#### [Rows]
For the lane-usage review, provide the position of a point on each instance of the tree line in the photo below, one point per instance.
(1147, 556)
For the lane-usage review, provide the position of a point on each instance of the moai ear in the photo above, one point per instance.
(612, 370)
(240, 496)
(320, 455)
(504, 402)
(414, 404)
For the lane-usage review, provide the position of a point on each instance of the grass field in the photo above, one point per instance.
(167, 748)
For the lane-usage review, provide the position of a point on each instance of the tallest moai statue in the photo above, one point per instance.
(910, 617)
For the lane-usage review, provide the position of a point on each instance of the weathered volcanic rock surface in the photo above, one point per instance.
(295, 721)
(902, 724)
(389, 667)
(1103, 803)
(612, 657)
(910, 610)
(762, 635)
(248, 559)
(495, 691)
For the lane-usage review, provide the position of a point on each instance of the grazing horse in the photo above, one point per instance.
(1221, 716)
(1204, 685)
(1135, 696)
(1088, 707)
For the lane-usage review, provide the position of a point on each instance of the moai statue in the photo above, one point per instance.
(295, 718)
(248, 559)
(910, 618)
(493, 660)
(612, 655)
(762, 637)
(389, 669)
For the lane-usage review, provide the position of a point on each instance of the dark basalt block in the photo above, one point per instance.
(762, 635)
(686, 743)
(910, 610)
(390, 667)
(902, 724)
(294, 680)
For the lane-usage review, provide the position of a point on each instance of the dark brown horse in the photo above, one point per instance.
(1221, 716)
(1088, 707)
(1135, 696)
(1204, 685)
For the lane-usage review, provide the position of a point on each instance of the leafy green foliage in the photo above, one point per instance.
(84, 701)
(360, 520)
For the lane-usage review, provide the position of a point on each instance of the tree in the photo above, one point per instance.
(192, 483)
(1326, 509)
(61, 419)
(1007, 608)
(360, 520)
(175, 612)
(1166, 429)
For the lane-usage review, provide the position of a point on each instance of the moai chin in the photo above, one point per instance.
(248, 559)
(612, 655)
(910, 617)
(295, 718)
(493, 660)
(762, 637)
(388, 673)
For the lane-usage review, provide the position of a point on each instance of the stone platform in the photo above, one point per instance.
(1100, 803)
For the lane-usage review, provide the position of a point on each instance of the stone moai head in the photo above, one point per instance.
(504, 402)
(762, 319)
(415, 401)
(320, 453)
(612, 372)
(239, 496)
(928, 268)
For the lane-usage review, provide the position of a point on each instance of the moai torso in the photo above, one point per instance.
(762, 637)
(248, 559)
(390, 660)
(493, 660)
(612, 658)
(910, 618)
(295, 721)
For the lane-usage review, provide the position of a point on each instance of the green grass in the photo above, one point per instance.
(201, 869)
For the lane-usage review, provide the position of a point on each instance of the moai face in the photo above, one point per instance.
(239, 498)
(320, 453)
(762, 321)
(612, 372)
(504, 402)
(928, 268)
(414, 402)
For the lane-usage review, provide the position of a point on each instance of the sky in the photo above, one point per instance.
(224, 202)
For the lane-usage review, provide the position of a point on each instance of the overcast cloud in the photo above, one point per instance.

#### [Exercise aim]
Output all the rows above as a Markdown table with two columns, No. and Text. Give each line its number, and leave out blank lines.

#### [Correct answer]
| No. | Text |
|---|---|
| 1 | For the lane-usage review, provide the position of a point on each instance of the tree line in the photo below, one point per instance. |
| 2 | (1147, 556) |
| 3 | For the lane-usage review, provide the position of a point on each instance of the moai ear in the photo above, one point per instance. |
| 4 | (612, 370) |
| 5 | (240, 496) |
| 6 | (320, 455) |
| 7 | (504, 402) |
| 8 | (414, 404) |
| 9 | For the lane-usage review, provide the position of a point on each instance of the grass field in the photo above, one point per instance. |
| 10 | (167, 748) |
| 11 | For the lane-usage review, provide the position of a point on each instance of the tallest moai statue in the photo above, one point per instance. |
| 12 | (910, 617) |
| 13 | For the lane-usage review, provide the position of a point on each instance of the weathered volcanic rock surface in the photo above, one point per instance. |
| 14 | (295, 721) |
| 15 | (902, 724) |
| 16 | (389, 667) |
| 17 | (1103, 803) |
| 18 | (612, 657) |
| 19 | (910, 610) |
| 20 | (762, 635) |
| 21 | (248, 559) |
| 22 | (495, 691) |
| 23 | For the lane-usage review, provide the position of a point on each instance of the grazing horse in the photo above, one point per instance. |
| 24 | (1221, 716) |
| 25 | (1204, 685) |
| 26 | (1135, 696) |
| 27 | (1088, 707) |
| 28 | For the lane-usage review, provide the position of a point on each instance of the moai statue in the photo above, one point per instance. |
| 29 | (295, 718) |
| 30 | (248, 559) |
| 31 | (910, 618) |
| 32 | (493, 660) |
| 33 | (612, 655) |
| 34 | (762, 637) |
| 35 | (389, 669) |
| 36 | For the lane-usage review, provide the position of a point on each instance of the dark basalt block in the photo above, one point per instance. |
| 37 | (762, 635) |
| 38 | (686, 743) |
| 39 | (910, 610) |
| 40 | (390, 667) |
| 41 | (902, 724) |
| 42 | (294, 680) |
| 43 | For the lane-usage review, provide the position of a point on each instance of the dark brown horse in the photo above, one point per instance. |
| 44 | (1221, 716) |
| 45 | (1088, 707) |
| 46 | (1135, 696) |
| 47 | (1204, 685) |
| 48 | For the lane-usage review, provide the position of a point on each instance of the leafy green foliage in the photo above, one point per instance. |
| 49 | (84, 701) |
| 50 | (360, 520) |
| 51 | For the lane-usage review, provide the position of a point on each instance of the tree in the photo above, one point per instance. |
| 52 | (192, 483) |
| 53 | (1326, 509) |
| 54 | (61, 419) |
| 55 | (1007, 608) |
| 56 | (360, 520) |
| 57 | (175, 612) |
| 58 | (1166, 429) |
| 59 | For the lane-usage review, provide the position of a point on each instance of the moai chin in the photo above, one point per instance. |
| 60 | (248, 559) |
| 61 | (612, 655) |
| 62 | (910, 617) |
| 63 | (295, 718) |
| 64 | (493, 660) |
| 65 | (762, 637) |
| 66 | (388, 673) |
| 67 | For the lane-usage review, provide the position of a point on each instance of the stone platform in the photo above, one point per instance. |
| 68 | (1100, 803) |
| 69 | For the lane-usage review, provide the position of a point on each instance of the stone moai head in the photo above, one point per instance. |
| 70 | (504, 402) |
| 71 | (762, 319) |
| 72 | (415, 401) |
| 73 | (320, 453) |
| 74 | (612, 372) |
| 75 | (239, 496) |
| 76 | (928, 268) |
| 77 | For the lane-usage review, provide the position of a point on each instance of the moai torso in the photo above, one point per instance. |
| 78 | (762, 637) |
| 79 | (248, 559) |
| 80 | (390, 660) |
| 81 | (493, 660) |
| 82 | (612, 658) |
| 83 | (910, 618) |
| 84 | (295, 721) |
| 85 | For the lane-usage review, provide the position of a point on each instance of the green grass in the photo above, one point per instance. |
| 86 | (201, 869) |
| 87 | For the lane-usage review, provide the position of a point on each instance of the moai face in the photo above, one point per instance. |
| 88 | (239, 498) |
| 89 | (320, 453) |
| 90 | (762, 321) |
| 91 | (612, 372) |
| 92 | (504, 402) |
| 93 | (928, 268) |
| 94 | (414, 402) |
| 95 | For the lane-usage review, provide the position of a point on each instance of the sky in the photo above, one point per instance. |
| 96 | (224, 202) |
| 97 | For the lane-usage review, provide the position of a point on each instance of the overcast cloud in the photo above, one point per instance. |